> _Objectifs_:
A. Répondez à ces questions sur l'article consacré à Coluche :
(i) À quelle date et à quel âge Coluche est-il mort ?
(ii) Où a-t-il acquis son surnom ?
(iii) En quelle année s'est-il lancé en solo, et avec quel spectacle ?
B. Rédigez la suite de l'article consacré à Coluche, à partir de sa dernière phrase.

> _Extrait du document_:
************
Clown de légende

Coluche, 30 ans après

C'est un héros aux multiples facettes. Enfoiré au grand cœur, homme politique d’un instant, maître de l’humour corrosif et potache, comique dramatique, roi du bitume fauché en plein vol. Le 19 juin 1986, la France est sous le choc. Michel Colucci, dit Coluche, meurt dans un tragique accident de moto, à l’âge de 41 ans. « Putain de camion », regrettera son ami Renaud dans une chanson-hommage. Trente ans plus tard, il reste une figure populaire incontestable… et incontestée. Les documentaires se multiplient et glorifient le personnage, saint des saints, roi de la provocation et de « ceux qui n’ont plus rien ». Le comique est devenu un mythe.

Pourtant, il n’a pas toujours eu l’aura magnétique qu’on lui connaît aujourd’hui. De son vivant, le trouble-fête dérange. Il est détesté et souvent menacé. Certains n’apprécient pas son humour subversif et son implication politique, notamment sa candidature à l’élection présidentielle de 1981. Mais le clown est aussi triste. Toujours entouré de sa bande de potes, l’humoriste n’aime pas la solitude et traverse des périodes sombres. Coluche était bien un homme avant d’être une icône, complexe et torturé, avec ses tares et ses faiblesses.

Poésie de la bêtise

Coluche tente de jouer du violon avec des gants de boxe. (DEVILLE CHRISTIAN/SIPA)

Le fils d'immigré italien a acquis son surnom auprès de ses camarades de classe, à Montrouge, explique Sandro Cassati dans la biographie « Coluche, du rire aux larmes ». Forte tête, le petit Michel contredit ses professeurs et amuse les autres avec ses pitreries. Sans doute était-il prédestiné à faire rire. Ce costume de clown, il lui colle à la peau. Littéralement. Dès ses débuts sur scène, Coluche adopte la salopette bleue, clin d’œil à ses origines populaires, le tee-shirt jaune et le nez rouge qui l’identifient aux yeux du public. Si l’homme est difficile à saisir, le personnage, lui, est reconnaissable entre mille.

Coluche fait ses débuts au Café de la gare, fourmilière de nouveaux talents comme Miou-Miou, Patrick Dewaere, Renaud ou Gérard Depardieu. C'est en 1974 qu’il se lance en solo avec son one-man show Mes adieux au Music Hall. Dans l’attente des résultats de l’élection présidentielle, il déclame « L’histoire d’un mec » à la télévision. C’est un sketch absurde mais hilarant, qui détonne dans le paysage audiovisuel de l’époque, d’ordinaire tiré à quatre épingles.
************
> _Section des données_:
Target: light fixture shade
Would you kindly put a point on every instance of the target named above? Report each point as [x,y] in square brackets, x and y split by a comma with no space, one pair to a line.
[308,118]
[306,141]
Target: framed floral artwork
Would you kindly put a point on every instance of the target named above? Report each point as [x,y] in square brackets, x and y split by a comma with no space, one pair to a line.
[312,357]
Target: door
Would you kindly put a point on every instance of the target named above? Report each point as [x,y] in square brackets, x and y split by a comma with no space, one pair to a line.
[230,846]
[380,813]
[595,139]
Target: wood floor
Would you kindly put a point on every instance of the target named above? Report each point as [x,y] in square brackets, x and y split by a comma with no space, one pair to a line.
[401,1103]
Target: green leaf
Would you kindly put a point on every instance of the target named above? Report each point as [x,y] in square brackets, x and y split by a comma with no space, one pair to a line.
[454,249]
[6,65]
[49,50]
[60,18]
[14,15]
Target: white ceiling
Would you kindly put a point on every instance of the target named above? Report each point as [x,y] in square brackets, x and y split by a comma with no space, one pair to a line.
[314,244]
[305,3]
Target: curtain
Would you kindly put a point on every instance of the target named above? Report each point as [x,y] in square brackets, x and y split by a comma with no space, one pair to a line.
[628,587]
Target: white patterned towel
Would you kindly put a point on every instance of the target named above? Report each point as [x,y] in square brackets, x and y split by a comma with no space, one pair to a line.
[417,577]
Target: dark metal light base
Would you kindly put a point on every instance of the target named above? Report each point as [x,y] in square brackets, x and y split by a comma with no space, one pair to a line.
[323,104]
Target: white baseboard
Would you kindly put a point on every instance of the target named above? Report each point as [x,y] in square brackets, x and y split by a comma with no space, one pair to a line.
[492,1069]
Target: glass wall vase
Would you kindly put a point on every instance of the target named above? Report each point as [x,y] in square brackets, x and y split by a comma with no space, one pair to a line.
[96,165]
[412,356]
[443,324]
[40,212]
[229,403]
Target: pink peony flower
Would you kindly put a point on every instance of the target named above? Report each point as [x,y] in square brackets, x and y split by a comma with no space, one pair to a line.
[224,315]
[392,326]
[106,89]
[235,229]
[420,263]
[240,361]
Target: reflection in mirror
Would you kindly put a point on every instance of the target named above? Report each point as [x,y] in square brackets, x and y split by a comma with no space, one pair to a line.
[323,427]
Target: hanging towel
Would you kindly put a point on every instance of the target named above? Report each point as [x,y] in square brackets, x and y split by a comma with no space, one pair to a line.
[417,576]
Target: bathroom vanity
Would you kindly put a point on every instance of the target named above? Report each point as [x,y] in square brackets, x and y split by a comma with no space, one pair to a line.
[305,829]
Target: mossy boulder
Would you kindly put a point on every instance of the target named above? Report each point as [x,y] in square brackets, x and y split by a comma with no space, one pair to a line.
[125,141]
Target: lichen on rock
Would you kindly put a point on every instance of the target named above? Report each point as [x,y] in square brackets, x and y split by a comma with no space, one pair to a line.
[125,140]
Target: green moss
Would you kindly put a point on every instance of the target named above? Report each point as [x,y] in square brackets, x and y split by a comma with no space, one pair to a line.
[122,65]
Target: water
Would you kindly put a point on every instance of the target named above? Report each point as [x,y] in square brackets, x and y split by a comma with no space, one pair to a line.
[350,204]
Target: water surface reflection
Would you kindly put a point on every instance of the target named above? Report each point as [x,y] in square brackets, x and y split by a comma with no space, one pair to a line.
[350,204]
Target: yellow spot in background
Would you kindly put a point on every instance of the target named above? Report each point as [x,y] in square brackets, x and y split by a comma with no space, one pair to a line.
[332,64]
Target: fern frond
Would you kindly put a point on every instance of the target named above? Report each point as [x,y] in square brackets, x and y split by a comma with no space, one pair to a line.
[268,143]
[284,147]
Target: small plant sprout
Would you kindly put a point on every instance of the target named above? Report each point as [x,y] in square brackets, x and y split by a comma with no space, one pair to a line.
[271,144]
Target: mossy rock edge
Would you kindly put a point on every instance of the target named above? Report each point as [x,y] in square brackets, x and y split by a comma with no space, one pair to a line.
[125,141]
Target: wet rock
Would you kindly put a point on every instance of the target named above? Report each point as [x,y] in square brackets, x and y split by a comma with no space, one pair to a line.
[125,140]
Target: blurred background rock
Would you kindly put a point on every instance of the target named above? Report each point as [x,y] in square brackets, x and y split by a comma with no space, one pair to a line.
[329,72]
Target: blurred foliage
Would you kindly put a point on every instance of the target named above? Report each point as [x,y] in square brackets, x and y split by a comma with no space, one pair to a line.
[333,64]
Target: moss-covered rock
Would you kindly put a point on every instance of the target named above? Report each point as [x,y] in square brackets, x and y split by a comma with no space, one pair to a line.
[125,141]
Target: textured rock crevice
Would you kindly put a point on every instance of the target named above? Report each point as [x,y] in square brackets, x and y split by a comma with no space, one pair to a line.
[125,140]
************
> _Réponses aux consignes_:
A.
(i) Le 19 juin 1986, à l'âge de 41 ans.
(ii) Auprès de ses camarades de classe, à Montrouge.
(iii) En 1974, avec son one-man show Mes adieux au Music Hall.

B.
Le grand public le découvre sous les traits d'un benêt attachant, qui débite son histoire drôle avec difficulté. Ce personnage un peu beauf, grossier « mais jamais vulgaire » selon le comique, deviendra sa marque de fabrique. Avec sa « poésie de la bêtise » revendiquée, le style Coluche est né.

« Je ne joue que des cons, parce que j'ai le sentiment que le mal du siècle, c'est la connerie »

D'emblée, le clown en habits d’ouvrier ne fait pas l’unanimité. Les plus âgés n’apprécient guère son humour outrancier. Il faut dire que Coluche n’épargne personne. Les flics, les hommes politiques, les racistes, et surtout, les cons, sont ses cibles favorites. Ces personnages, Coluche les met en scène, les incarne pour mieux les dénoncer. 

Un mec qui dérange

Coluche candidat à l'élection présidentielle française en 1980. (GINIES/SIPA

Rapidement, le provocateur est omniprésent. Sur scène, mais aussi à la télévision, au cinéma, à la radio. Ultra médiatisé, Coluche fréquente le milieu du show-biz, les chanteurs, les acteurs de renom, ses amis journalistes de Charlie Hebdo. Il est devenu incontournable, mais il agace.


Le Figaro le qualifie de « Rimbaud du pipi-caca » et L'Express le désigne comme « l’idéologue de la chienlit », rappelle le documentaire Coluche : le bouffon devenu roi de Didier Varrod et Nicolas Maupied. Au-delà de la presse, le milieu de l’humour n’est pas unanime. En 1983, Michel Polac consacre son émission Droit de réponse à la question : « Peut-on se débarrasser de Coluche ? ». Au cours du débat, le jeune humoriste Jean-Yves Lafesse lance « Tu ne nous fais plus rire » au comique. Décontenancé, Coluche quitte le plateau sous les insultes.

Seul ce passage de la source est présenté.